- MATERIAL PROVIDED -
┌──
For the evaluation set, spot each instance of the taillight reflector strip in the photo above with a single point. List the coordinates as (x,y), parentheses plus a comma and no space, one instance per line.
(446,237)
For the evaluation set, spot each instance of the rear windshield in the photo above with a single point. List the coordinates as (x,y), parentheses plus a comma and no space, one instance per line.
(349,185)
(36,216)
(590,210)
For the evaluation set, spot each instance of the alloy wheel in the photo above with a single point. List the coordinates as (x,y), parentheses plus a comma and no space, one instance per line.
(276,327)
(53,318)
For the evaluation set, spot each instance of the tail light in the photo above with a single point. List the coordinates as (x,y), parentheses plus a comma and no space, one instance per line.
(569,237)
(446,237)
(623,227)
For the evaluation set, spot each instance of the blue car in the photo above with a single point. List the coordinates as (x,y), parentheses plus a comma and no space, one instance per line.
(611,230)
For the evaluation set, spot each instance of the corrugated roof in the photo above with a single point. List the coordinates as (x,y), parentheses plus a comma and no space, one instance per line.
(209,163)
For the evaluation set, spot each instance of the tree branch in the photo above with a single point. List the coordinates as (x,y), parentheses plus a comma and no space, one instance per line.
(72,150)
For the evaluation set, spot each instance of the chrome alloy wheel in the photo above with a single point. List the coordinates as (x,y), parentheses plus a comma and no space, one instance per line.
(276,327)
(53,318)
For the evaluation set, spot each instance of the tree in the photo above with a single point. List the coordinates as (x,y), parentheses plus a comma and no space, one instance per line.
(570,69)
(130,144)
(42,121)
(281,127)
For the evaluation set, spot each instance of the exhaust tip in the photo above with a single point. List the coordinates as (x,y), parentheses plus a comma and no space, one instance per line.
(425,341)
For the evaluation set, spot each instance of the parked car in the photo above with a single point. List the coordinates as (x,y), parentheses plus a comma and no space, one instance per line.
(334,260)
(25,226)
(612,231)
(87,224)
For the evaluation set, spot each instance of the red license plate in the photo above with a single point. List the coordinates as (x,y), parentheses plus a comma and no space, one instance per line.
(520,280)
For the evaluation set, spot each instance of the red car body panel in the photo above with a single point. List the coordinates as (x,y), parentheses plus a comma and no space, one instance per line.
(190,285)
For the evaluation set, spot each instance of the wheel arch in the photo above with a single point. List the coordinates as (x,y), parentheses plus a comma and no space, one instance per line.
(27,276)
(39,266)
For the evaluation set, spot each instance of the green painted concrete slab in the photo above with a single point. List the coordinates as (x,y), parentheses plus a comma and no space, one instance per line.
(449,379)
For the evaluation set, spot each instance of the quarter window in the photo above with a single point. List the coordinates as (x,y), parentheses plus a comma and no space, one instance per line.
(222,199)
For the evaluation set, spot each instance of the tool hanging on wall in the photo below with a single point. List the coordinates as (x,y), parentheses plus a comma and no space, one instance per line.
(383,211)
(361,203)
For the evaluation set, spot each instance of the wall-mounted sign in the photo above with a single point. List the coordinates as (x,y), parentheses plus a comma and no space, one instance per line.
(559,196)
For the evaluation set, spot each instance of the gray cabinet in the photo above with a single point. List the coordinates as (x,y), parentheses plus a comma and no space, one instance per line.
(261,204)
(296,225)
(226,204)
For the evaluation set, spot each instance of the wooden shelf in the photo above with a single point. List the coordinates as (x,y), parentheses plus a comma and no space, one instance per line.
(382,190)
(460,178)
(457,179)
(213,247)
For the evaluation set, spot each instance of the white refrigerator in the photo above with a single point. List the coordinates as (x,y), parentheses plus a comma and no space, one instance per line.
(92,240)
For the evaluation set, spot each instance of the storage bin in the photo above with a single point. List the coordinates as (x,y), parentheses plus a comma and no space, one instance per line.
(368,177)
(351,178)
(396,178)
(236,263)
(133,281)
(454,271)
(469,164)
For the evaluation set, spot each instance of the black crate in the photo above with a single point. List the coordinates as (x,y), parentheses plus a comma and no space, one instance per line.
└──
- WHAT NEEDS TO BE DONE -
Each record should come back exactly as written.

- RESULT BELOW -
For the evaluation set, spot each instance of the taillight reflector strip in the photo above with a single point. List the coordinates as (x,y), parentheses plus a comma and no space, one instance per line.
(446,237)
For the evaluation set, spot each instance of the rear windshield in the photo above with a single point. List the coordinates as (x,y), parentheses plus a comma and no space, one instance per line.
(349,185)
(36,216)
(590,210)
For the evaluation set, spot each instance of the alloy wheel in the photo above with a single point. List the coordinates as (x,y), parentheses plus a comma and no space, one instance per line.
(276,327)
(53,318)
For the evaluation set, spot each instance of the tail light in the photo above with a single point. List the coordinates as (x,y), parentheses plus a comma and no space, one instance per line.
(569,237)
(446,237)
(623,227)
For the evaluation set, spot each instance of the blue car in the photo above with a single point. List the coordinates as (x,y), parentheses plus a comma and no space, one instance per line.
(611,230)
For the evaluation set, spot each instance of the corrugated roof in the photo above with a single point. List the coordinates as (x,y), parentheses plus a comma and no space, one instance per line.
(209,163)
For the evaluation set, spot each instance of the tree branch in the photo above with a single point. List the coordinates as (x,y), parentheses plus a comma and no space, one instance per line.
(72,150)
For the evaluation set, spot each instance of the chrome alloy wheel in the photo above with a single point. List the coordinates as (x,y), parentheses plus a comma and no space, one instance per line.
(276,327)
(53,318)
For the evaluation set, spot each instance of the tree in the photo above with a single point. List the coordinates as (x,y), parentheses plus a comma and no space, one instance per line.
(570,69)
(130,144)
(42,121)
(281,127)
For the evaluation set, spot each instance of the exhaust tip in the photo above with a single point. List the coordinates as (x,y), parentheses plus a comma and no space, one instance per line.
(425,341)
For the evaluation set, spot each instance of the parked car in the photo above with a single point. List the coordinates as (x,y), parentheses plus a comma and no space, one instance per line.
(334,260)
(25,226)
(612,231)
(87,224)
For the evaluation set, spot each instance of the red license plate in the photo above with a single point. List the coordinates as (x,y), parentheses plus a comma and no space, one instance per line.
(520,280)
For the evaluation set, spot each instance of the red car body panel in the photo above with a single point. List the coordinates as (x,y), parentheses plus a comma and no space, one instance per line.
(190,285)
For the evaluation set, spot each instance of the wheel arch in the photo above with a single point. List the coordinates as (x,y), parentheses plus a comma and no space, one instance per line.
(27,276)
(39,266)
For the evaluation set, spot each instance of the green painted concrete slab in the photo above with a single point. List the coordinates as (x,y), parentheses plus a comma and no space, one instance per line.
(449,379)
For the evaluation set, spot each instance of the quarter window in the photo above with a single point. List the coordinates as (x,y), parentheses plus a comma and no space, one instance per line.
(222,199)
For the evaluation set, spot each instance of the tool hanging on wall in the photo below with a single point. List the coordinates as (x,y), parentheses plus a comma and no space, one instance per line.
(383,211)
(361,203)
For the evaluation set, spot each instance of the wall-mounted sign in the photo above with a single point. List the coordinates as (x,y), parentheses plus a comma and no space, one instance per line.
(559,196)
For the evaluation set, spot each instance of the gray cabinet in the photo above with a single point. List the coordinates as (x,y), parentheses plus a comma and no space, one instance per line.
(261,204)
(296,225)
(226,204)
For the evaluation set, spot each instance of the wooden shelf in the photo above with a single point. List the coordinates as (x,y), parentheses plus a comma and no space, one instance per line.
(382,190)
(460,178)
(457,179)
(213,247)
For the evaluation set, spot each instance of the white refrigerator in the photo above with a single point. List the coordinates as (x,y), parentheses plus a comma and no space, one instance per line.
(92,240)
For the evaluation set, spot each instance of the storage bin in the photo above with a single point. List the coordinates as (x,y), parentheses plus a comma and no space, one instance per line.
(368,177)
(351,178)
(396,178)
(236,263)
(133,281)
(454,271)
(469,164)
For the evaluation set, spot each instance of the black crate in the photo above with a single point. List the coordinates as (x,y), parentheses plus a comma and no space, one instance per line.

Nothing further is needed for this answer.